### Aim
How many lines in the rows below contain the word "elbow"? Reply with the number alone.

### Supplied material
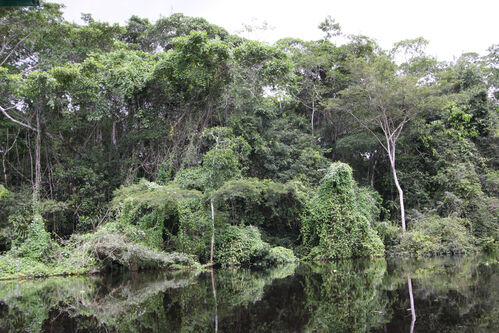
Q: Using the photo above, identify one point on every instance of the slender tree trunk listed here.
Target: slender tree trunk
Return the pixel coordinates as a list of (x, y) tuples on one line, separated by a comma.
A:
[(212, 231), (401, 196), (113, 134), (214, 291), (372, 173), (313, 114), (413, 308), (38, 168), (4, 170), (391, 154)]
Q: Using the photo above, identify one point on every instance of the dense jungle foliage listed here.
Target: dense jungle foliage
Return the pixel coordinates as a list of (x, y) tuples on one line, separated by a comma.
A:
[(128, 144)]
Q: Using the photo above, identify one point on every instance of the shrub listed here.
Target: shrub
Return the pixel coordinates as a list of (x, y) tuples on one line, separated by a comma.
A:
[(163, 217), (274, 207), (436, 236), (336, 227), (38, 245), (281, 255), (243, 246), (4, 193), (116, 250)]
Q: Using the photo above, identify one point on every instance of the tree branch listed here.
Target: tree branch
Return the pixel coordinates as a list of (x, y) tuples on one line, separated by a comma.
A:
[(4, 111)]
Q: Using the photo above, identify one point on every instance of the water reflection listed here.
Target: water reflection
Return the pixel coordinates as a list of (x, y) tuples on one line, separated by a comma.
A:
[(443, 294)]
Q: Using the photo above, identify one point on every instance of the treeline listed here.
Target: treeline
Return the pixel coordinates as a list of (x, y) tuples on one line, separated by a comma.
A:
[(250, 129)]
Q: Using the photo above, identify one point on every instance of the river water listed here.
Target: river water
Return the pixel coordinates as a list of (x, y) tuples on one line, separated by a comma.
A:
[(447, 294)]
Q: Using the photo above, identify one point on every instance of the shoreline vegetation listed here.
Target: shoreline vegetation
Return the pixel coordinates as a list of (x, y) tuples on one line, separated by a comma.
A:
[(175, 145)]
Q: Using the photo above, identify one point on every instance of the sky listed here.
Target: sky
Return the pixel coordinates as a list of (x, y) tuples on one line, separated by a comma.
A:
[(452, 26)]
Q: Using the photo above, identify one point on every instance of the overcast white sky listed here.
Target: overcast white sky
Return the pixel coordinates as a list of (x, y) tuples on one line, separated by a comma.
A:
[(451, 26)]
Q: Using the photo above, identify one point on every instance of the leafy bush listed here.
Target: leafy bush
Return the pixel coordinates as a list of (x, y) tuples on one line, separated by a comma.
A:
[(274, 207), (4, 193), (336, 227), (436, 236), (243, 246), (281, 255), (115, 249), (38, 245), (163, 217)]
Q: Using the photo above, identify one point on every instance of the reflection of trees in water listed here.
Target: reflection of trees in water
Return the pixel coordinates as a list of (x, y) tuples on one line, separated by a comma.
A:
---
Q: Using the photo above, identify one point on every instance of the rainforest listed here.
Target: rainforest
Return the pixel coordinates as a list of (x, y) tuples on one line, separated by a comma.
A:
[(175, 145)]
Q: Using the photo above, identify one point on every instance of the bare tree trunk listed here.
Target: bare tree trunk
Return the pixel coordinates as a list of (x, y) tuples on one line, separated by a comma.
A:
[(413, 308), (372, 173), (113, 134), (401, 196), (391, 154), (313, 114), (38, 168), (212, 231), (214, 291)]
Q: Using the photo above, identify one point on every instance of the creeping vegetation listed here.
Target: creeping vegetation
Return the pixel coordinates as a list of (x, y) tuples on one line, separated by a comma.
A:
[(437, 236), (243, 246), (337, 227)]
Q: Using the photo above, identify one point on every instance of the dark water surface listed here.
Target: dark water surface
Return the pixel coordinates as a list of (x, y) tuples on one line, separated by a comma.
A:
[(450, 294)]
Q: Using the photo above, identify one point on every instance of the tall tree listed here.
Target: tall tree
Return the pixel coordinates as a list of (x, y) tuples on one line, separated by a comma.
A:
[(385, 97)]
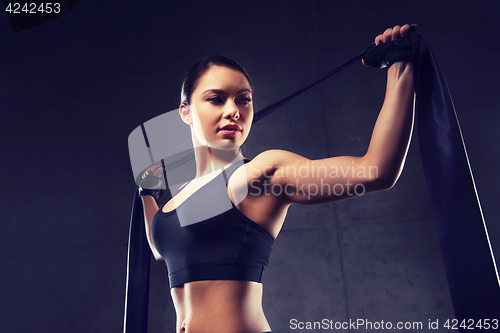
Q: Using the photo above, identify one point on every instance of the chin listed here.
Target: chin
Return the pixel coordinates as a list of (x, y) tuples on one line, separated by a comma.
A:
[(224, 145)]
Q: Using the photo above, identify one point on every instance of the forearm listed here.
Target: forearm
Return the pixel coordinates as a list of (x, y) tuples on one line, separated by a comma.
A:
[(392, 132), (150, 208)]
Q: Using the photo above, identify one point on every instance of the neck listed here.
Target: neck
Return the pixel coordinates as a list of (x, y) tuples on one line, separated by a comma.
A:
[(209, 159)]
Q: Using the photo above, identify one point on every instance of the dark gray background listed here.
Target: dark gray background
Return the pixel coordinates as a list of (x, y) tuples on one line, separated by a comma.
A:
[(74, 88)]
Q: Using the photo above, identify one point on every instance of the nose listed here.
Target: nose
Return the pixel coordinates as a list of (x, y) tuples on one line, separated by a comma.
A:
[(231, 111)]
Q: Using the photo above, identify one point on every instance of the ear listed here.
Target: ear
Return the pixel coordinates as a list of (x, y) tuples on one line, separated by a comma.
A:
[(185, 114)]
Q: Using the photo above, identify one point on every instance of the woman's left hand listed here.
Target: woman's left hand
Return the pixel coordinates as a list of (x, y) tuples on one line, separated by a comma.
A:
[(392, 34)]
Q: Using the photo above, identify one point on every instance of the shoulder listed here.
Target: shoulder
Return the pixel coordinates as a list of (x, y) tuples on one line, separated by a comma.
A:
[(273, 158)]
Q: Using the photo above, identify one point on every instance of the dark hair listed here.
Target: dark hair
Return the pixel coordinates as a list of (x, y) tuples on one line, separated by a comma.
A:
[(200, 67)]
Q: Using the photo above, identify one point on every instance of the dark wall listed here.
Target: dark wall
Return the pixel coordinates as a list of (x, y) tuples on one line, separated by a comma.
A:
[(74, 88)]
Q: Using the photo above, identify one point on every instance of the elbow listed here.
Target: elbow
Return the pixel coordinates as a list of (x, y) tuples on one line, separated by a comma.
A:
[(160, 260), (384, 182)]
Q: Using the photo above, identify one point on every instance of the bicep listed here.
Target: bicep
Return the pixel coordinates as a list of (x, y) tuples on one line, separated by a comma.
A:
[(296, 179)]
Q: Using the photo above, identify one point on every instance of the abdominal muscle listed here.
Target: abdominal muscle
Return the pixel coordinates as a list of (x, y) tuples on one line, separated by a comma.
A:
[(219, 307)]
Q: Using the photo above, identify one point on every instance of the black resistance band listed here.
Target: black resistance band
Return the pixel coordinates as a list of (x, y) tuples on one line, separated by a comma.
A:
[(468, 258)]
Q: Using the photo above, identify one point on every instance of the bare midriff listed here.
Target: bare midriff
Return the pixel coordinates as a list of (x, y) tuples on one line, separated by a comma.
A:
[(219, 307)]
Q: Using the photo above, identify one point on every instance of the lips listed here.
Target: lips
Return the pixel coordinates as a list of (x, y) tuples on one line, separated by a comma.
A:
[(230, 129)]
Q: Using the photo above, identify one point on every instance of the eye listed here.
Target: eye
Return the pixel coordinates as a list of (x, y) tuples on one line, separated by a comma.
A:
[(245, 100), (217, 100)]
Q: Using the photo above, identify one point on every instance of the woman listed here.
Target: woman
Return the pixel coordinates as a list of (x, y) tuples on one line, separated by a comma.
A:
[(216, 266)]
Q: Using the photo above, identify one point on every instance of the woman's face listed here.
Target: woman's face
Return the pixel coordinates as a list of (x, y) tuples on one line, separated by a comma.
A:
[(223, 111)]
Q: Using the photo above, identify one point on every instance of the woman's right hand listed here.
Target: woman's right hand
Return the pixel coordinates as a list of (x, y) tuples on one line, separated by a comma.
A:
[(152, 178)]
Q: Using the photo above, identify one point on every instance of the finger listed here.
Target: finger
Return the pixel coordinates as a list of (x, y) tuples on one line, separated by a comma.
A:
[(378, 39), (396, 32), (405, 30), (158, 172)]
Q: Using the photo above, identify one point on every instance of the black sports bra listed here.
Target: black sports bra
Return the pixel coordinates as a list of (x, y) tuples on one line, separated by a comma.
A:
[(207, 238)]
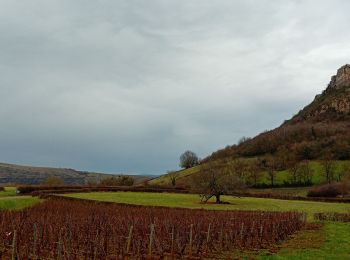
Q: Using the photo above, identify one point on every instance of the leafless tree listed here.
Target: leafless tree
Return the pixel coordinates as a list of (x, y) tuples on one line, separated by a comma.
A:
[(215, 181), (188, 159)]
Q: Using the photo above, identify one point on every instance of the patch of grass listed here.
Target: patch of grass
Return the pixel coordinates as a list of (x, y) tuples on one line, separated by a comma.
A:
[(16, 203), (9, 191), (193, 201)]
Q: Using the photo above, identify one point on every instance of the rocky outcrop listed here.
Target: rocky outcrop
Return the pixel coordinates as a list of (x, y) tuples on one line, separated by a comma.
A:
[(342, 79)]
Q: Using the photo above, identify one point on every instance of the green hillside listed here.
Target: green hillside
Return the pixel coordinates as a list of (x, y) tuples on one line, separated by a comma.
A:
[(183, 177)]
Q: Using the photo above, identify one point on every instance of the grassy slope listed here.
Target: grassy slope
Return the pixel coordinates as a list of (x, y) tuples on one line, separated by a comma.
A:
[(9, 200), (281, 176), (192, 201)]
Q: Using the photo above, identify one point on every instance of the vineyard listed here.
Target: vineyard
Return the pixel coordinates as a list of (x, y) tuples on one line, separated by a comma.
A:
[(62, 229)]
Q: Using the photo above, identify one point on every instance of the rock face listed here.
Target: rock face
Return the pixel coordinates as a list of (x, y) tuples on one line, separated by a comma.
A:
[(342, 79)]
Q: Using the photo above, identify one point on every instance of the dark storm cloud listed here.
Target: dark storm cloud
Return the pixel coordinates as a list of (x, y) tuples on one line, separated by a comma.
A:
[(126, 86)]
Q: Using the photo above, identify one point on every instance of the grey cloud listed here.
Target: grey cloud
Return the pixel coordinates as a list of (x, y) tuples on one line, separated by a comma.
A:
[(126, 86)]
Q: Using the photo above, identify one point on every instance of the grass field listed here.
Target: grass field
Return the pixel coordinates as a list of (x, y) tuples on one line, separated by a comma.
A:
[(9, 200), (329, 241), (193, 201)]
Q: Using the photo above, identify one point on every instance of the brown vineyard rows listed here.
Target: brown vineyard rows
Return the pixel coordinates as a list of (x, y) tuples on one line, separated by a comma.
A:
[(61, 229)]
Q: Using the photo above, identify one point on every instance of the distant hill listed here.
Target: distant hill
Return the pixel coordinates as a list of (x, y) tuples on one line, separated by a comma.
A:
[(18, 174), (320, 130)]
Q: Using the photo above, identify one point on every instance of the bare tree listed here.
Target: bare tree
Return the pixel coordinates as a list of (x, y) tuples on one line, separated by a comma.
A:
--
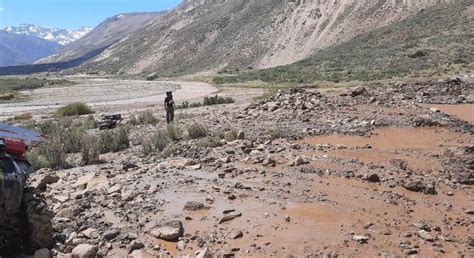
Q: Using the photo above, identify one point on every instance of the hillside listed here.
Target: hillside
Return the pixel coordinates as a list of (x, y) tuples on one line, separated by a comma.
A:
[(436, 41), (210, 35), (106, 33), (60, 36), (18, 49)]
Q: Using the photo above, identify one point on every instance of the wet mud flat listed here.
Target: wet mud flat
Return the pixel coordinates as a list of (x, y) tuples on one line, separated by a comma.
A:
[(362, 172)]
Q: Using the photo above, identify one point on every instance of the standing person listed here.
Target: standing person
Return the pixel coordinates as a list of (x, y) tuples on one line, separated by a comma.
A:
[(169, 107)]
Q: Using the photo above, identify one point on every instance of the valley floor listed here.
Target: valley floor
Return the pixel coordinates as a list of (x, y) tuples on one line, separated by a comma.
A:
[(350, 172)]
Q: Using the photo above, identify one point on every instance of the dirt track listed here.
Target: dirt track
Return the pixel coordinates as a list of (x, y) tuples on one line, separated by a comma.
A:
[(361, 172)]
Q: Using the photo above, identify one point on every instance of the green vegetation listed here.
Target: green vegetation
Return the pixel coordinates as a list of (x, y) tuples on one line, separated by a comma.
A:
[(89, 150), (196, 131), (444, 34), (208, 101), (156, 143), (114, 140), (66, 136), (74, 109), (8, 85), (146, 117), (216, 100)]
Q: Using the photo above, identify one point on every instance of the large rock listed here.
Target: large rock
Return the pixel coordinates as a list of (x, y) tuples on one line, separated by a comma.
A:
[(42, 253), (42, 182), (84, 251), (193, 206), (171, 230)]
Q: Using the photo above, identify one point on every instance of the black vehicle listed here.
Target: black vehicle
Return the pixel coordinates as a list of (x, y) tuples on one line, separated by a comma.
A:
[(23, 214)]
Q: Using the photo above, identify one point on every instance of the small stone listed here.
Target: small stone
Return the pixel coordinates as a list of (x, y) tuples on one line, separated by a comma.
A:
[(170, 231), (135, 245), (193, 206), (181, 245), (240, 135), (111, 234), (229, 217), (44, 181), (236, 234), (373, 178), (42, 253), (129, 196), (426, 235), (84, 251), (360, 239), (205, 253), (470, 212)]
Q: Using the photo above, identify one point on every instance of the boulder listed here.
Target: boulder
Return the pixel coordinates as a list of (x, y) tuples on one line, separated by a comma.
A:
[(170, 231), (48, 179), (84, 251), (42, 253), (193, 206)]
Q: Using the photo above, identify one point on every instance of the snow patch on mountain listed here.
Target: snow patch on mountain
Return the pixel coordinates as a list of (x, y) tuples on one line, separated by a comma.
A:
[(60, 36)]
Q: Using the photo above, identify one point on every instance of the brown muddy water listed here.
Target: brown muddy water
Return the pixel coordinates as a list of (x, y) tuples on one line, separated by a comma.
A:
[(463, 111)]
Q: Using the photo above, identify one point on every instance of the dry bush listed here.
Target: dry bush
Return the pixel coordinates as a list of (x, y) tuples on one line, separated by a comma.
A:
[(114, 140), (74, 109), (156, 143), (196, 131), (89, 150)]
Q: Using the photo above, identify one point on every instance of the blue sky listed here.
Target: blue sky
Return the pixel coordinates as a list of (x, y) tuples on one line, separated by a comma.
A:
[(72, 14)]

### Solution below
2